* **GESTELLTE AUFGABE 1**
Erklären Sie anhand des Auszugs zur Regulierung im Ausland, warum die deutsche Regulatorik laut dem Satz „Mit etwas Verzögerung hält unsere Regulatorik deshalb auch dort Einzug“ im Ausland ankommt.
* **GESTELLTE AUFGABE 2**
Schreiben Sie aus dem Auszug zur Regulierung im Ausland die Stelle wortgetreu ab, die mit „Wie ist es um“ beginnt und bis einschließlich „Vorteil des Standorts?“ reicht.
-------- AUSGEWÄHLTER AUSZUG --------
Regulierung, Bürokratieaufwand, Mitarbeiter – sind bei genauerem Hinsehen die Vorteile in Ausland doch etwas geringer?
Ja und nein. Im Ausland begegnet einem zum Teil Regulatorik, die darauf abzielt, Schwarzmarktgeschäfte und Umsatzsteuerbetrug
zu unterbinden. Die staatlichen Absichten münden oft im Ausfüllen unzähliger Formulare. Im Bereich der Produktionstechnik gelten
westeuropäische Länder, insbesondere Deutschland, häufig als Vorbild. Mit etwas Verzögerung hält unsere Regulatorik deshalb auch dort Einzug. Positiv ist allerdings, dass die Dokumentation oft von Anfang an rein digital gedacht wird. Datenfriedhöfe, die wenig mit der Praxis zu tun haben, gibt es hier wie dort.
Wie ist es um die deutschen Unternehmermentalitäten bestellt?
Das kann ich nur subjektiv beantworten. Ich denke, Eigenschaften wie Optimierungswille, gute Zahlungsmoral sowie Gründlichkeit und Verlässlichkeit charakterisieren die hiesigen Unternehmer ganz gut. Das macht nach meinem Dafürhalten Deutsche im Ausland zu beliebten und geschätzten Geschäftspartnern und Arbeitgebern. Risikoaversion, fehlende Spontanität und Detailverliebtheit stehen
uns manchmal aber auch im Weg.

Ist die Beratung noch ein Vorteil des Standorts?
-------- UNTERSUCHTE DATEN --------
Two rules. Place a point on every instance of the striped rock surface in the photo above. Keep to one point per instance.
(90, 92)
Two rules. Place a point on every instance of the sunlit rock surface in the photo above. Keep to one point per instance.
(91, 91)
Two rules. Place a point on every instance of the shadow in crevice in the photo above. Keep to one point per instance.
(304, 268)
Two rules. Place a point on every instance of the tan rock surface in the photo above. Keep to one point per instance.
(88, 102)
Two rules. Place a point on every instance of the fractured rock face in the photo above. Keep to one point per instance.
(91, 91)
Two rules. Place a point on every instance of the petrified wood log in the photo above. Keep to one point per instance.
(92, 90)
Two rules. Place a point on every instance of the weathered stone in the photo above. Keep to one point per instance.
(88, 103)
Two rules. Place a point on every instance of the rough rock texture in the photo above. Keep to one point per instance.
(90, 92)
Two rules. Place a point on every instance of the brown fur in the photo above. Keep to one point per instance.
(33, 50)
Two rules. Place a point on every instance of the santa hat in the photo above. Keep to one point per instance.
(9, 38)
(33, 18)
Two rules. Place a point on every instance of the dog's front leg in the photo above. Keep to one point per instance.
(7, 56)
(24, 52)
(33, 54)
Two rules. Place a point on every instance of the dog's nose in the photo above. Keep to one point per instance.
--------
* **ANTWORT ZUR AUFGABE 1**
Die deutsche Regulatorik hält im Ausland Einzug, weil westeuropäische Länder im Bereich der Produktionstechnik häufig als Vorbild gelten, insbesondere Deutschland. Das geschieht allerdings mit etwas Verzögerung.

* **ANTWORT ZUR AUFGABE 2**
Wie ist es um die deutschen Unternehmermentalitäten bestellt?
Das kann ich nur subjektiv beantworten. Ich denke, Eigenschaften wie Optimierungswille, gute Zahlungsmoral sowie Gründlichkeit und Verlässlichkeit charakterisieren die hiesigen Unternehmer ganz gut. Das macht nach meinem Dafürhalten Deutsche im Ausland zu beliebten und geschätzten Geschäftspartnern und Arbeitgebern. Risikoaversion, fehlende Spontanität und Detailverliebtheit stehen
uns manchmal aber auch im Weg.

Ist die Beratung noch ein Vorteil des Standorts?